[Start of section]

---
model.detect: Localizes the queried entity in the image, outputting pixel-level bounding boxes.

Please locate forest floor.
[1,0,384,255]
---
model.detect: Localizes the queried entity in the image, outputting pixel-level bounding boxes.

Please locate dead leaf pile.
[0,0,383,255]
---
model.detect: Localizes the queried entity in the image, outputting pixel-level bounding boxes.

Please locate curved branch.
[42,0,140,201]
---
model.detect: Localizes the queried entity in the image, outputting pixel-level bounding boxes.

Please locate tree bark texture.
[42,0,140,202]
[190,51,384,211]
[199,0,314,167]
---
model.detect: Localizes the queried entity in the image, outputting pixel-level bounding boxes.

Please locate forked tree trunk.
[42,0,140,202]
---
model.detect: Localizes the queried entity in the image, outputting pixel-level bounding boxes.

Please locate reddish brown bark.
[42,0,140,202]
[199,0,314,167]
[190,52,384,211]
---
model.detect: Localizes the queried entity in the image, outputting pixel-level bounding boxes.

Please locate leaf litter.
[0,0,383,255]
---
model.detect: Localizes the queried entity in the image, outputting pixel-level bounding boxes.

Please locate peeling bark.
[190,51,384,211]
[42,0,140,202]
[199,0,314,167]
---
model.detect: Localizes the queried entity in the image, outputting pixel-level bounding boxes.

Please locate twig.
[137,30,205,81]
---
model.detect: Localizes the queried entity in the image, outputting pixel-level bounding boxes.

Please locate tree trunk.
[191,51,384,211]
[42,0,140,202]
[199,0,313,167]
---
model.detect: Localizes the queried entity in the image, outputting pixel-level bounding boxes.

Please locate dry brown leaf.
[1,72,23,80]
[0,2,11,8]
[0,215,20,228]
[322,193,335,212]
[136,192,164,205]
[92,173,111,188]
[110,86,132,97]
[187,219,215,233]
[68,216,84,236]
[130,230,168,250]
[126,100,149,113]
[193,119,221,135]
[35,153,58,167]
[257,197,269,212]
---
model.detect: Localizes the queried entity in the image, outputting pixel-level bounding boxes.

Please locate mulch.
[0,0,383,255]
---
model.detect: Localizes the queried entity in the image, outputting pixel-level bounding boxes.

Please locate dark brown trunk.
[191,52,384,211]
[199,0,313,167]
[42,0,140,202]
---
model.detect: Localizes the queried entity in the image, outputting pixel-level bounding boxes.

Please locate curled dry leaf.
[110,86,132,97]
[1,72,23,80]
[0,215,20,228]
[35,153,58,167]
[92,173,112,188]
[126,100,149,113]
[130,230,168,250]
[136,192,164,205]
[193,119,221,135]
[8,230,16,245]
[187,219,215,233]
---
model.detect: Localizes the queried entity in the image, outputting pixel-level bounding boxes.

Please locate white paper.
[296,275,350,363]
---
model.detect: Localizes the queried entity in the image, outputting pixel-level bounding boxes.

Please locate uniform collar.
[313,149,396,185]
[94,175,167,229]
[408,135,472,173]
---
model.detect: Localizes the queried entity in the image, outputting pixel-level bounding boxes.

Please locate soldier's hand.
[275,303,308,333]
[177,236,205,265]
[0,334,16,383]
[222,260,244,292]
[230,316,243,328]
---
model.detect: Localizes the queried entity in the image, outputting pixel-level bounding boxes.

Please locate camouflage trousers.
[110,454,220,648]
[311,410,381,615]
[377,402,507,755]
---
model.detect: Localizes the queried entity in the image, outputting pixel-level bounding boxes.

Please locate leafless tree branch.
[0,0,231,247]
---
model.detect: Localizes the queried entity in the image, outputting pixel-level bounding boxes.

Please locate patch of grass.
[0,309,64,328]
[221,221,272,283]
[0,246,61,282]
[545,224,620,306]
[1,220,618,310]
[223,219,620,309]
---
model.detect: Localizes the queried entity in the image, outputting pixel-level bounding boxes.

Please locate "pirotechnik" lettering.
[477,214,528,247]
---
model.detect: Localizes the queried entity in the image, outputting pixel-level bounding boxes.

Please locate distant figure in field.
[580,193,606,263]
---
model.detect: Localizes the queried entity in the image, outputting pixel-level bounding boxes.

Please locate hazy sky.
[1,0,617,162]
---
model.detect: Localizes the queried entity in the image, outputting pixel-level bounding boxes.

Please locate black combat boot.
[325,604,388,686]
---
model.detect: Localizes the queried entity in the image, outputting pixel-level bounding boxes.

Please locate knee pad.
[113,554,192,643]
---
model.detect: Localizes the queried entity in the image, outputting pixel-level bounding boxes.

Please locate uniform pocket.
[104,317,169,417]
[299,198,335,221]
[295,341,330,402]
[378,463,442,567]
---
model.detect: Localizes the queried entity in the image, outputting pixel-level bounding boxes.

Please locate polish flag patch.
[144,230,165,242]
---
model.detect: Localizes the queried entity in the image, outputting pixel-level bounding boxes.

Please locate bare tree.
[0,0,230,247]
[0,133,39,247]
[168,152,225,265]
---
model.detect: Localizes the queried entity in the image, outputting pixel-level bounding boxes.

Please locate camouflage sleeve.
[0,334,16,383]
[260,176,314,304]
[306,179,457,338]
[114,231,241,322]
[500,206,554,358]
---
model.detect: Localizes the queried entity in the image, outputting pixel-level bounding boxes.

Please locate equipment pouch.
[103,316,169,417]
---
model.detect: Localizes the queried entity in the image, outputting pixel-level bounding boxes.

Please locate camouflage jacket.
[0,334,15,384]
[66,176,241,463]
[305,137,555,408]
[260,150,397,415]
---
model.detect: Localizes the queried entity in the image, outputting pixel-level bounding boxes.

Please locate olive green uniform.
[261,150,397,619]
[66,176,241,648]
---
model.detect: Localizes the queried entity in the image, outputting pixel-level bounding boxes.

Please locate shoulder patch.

[End of section]

▶ **About this task**
Word for word, the whole listing should be given again.

▶ **Result**
---
model.detect: Localizes the queried entity in the image, outputting pixel-level bounding boxes.

Please locate forest floor.
[1,0,384,255]
---
model.detect: Localizes the queried entity in the image, outputting pixel-level bounding boxes.

Please locate dead leaf pile.
[0,0,383,255]
---
model.detect: Localizes the queried entity in the image, outputting pixel-level bounding boxes.

Please locate curved branch.
[42,0,140,201]
---
model.detect: Localizes the queried entity in the image, outputting pixel-level bounding boxes.

Please locate tree bark texture.
[42,0,140,202]
[190,51,384,211]
[199,0,314,167]
---
model.detect: Localizes the queried entity in the image, outputting pixel-level bounding boxes.

Please locate forked tree trunk.
[42,0,140,202]
---
model.detect: Localizes the queried entity in the image, outputting pixel-level bounding boxes.

Please locate reddish brown bark.
[42,0,140,202]
[199,0,314,167]
[190,52,384,211]
---
model.detect: Localizes the queried entity in the image, outputting pixel-level bounding boxes.

Please locate leaf litter.
[0,0,383,255]
---
model.detect: Localizes the queried entity in the image, outputting pixel-level bounding boxes.

Please locate peeling bark.
[190,51,384,211]
[42,0,140,202]
[199,0,314,167]
---
model.detect: Localizes the queried entity in the image, outputting pixel-level bounding boxes.

Please locate twig.
[137,30,205,81]
---
model.detect: Localizes the queried entity in the image, outputting pixel-level bounding boxes.

Please locate tree trunk.
[191,51,384,211]
[42,0,140,202]
[199,0,313,167]
---
model.detect: Localizes the queried entity in the image, outputting pixel-level bounding boxes.

Please locate dry brown leaf.
[1,72,23,80]
[0,2,11,8]
[0,215,20,228]
[322,193,335,212]
[136,192,164,205]
[92,173,111,188]
[110,86,132,97]
[187,219,215,233]
[68,216,84,236]
[130,230,168,250]
[126,100,149,113]
[193,119,221,135]
[35,153,58,167]
[257,197,269,212]
---
model.detect: Localizes the queried entity in the image, outputting pixel-level bounding boxes.

Please locate mulch.
[0,0,383,255]
---
model.detect: Localizes the queried entity in the image, outputting pixel-level bounding boxes.

Please locate dark brown trunk.
[191,52,384,211]
[199,0,313,167]
[42,0,140,202]
---
model.detect: Localizes the queried entity in the image, outputting pixel-level bounding boxes.

Please locate curled dry leaf.
[110,86,132,97]
[1,72,23,80]
[0,215,20,228]
[35,153,58,167]
[92,173,112,188]
[126,100,149,113]
[130,230,168,250]
[136,192,164,205]
[193,119,221,135]
[8,230,16,245]
[187,219,215,233]
---
model.detect: Localizes the queried entity in the image, outputting pixel-level bounding boxes.

Please locate white paper.
[296,275,350,363]
---
model.detect: Localizes the queried entity in the image, outputting pixel-level bounding boxes.

Please locate uniform collar.
[313,149,396,185]
[94,175,167,229]
[408,135,472,173]
---
model.detect: Localizes the queried entity in the image, outputting pixel-level bounding boxes.

Please locate soldier's hand.
[275,303,308,333]
[177,236,205,265]
[0,334,16,383]
[222,260,244,292]
[230,316,243,328]
---
model.detect: Localizes the queried entity in the image, outputting pixel-level bounding boxes.

Please locate camouflage trousers.
[110,454,220,648]
[311,410,381,615]
[377,402,507,755]
---
model.detect: Localizes the queried entity in the image, outputting pixel-level bounding boxes.

Please locate leafless tree branch.
[0,0,231,247]
---
model.detect: Localizes the queried entity in the image, outputting pixel-level bounding boxes.

Please locate patch of grass.
[0,309,64,328]
[221,221,272,283]
[0,246,61,282]
[545,224,620,306]
[1,220,618,310]
[223,219,620,309]
---
model.detect: Localizes the queried entity in the image, outputting pixel-level bounding boxes.

Please locate "pirotechnik" lettering.
[477,214,528,247]
---
model.detect: Localizes the queried entity in the image, outputting pixel-level bounding boxes.

Please locate distant figure in field.
[580,193,606,263]
---
model.detect: Localizes the queried entity in the image, outputting pixel-level bounding boxes.

Please locate hazy sky.
[1,0,617,162]
---
model.detect: Localizes the queried entity in the image, outputting pixel-level bounding boxes.

Please locate black combat boot.
[325,604,388,686]
---
model.detect: Localizes the queried entity in the image, outputting pixel-level bounding boxes.

Please locate knee pad.
[113,554,192,643]
---
model.detect: Localizes the queried entity in the image, outputting pixel-level bounding boxes.

Please locate uniform pocket.
[104,317,169,417]
[299,198,335,221]
[295,341,330,402]
[378,463,442,567]
---
model.detect: Localizes the queried entity in the image, outputting pixel-level bounding boxes.

Please locate polish flag patch.
[144,230,165,242]
---
model.detect: Localizes the queried entity in the image, outputting pixel-level bounding boxes.

Please locate bare tree.
[0,0,230,247]
[0,133,39,247]
[168,152,225,265]
---
model.detect: Localizes the queried entity in the image, outputting pixel-level bounding boxes.

Please locate camouflage sleeve.
[0,334,16,383]
[260,176,314,304]
[306,179,457,338]
[114,231,241,322]
[500,206,554,358]
---
model.detect: Localizes the queried entity in the image, outputting pixel-level bounding boxes.

Please locate equipment pouch.
[103,316,169,417]
---
model.detect: Localizes the queried entity in the image, outputting pixel-level bounding boxes.

Please locate camouflage jacket.
[0,334,15,384]
[66,176,241,463]
[305,137,555,408]
[260,150,397,415]
---
model.detect: Localizes the queried entity in the image, outputting pixel-level bounding boxes.

Please locate olive green uniform.
[261,150,397,619]
[66,176,241,648]
---
model.detect: Localizes the queried entity in the image, outputting pixel-level bounding boxes.

Please locate shoulder patch.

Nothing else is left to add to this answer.